### Requirements:
Which lines in the data below contain the word "above"? Copy each of them.

### Records for the exercise:
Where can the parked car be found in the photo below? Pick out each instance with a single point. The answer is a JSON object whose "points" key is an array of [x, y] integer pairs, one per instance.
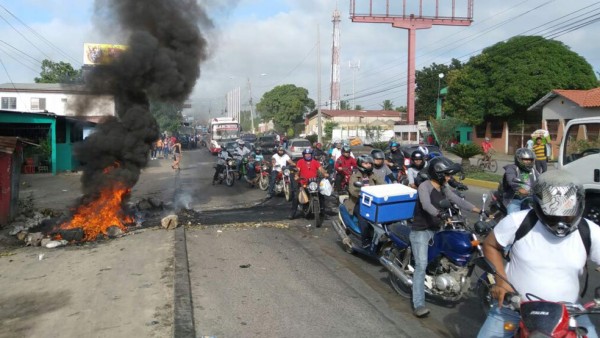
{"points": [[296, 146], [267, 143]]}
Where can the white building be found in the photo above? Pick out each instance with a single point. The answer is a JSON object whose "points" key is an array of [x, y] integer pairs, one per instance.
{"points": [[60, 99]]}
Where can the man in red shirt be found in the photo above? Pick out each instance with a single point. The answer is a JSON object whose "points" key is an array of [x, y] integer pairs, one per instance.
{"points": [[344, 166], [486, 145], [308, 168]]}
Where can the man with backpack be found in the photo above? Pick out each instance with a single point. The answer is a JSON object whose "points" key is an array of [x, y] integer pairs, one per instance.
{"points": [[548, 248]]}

==

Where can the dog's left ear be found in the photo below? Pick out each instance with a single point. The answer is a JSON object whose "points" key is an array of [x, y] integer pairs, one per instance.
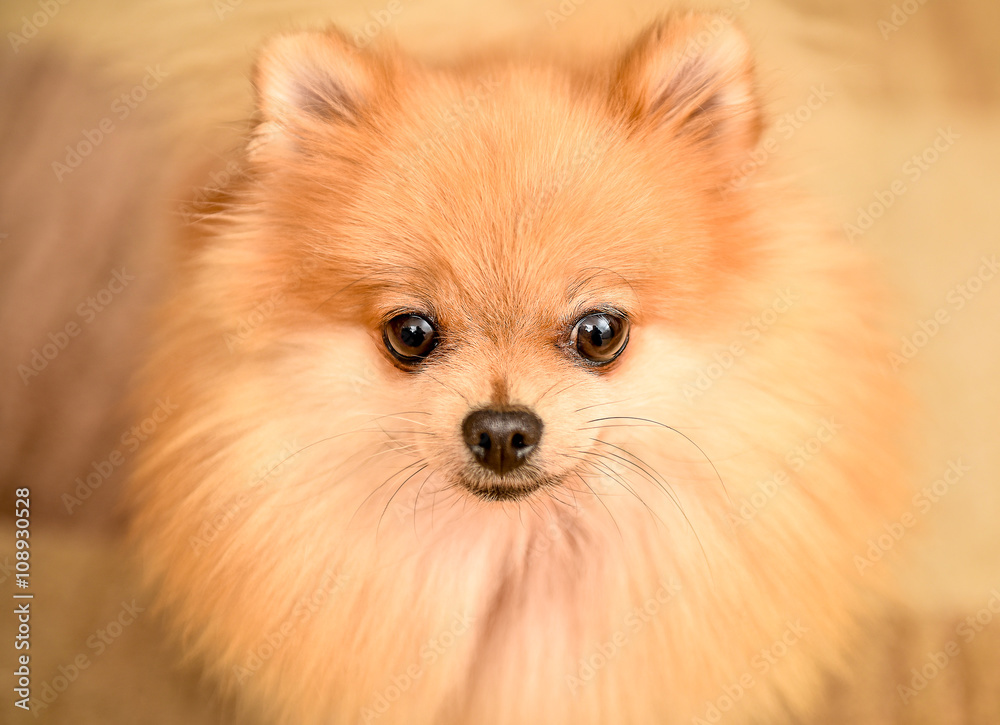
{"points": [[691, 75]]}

### Task answer:
Where can the white building be found in the photo above? Pick out each instance with a single point. The answer is a JSON object whose "points" key is an array of [x, y] integer pairs, one per instance.
Where can the man in red shirt be found in the photo above? Pick out each instance with a single point. The answer is a JSON object whose "points" key is an array of [x, y] integer pairs, one per instance.
Where can the man with backpack be found in the photo above? Pick out each instance with a single point. The answer is a JSON object whose "points" key is an array of [x, y] integer pairs, one per instance.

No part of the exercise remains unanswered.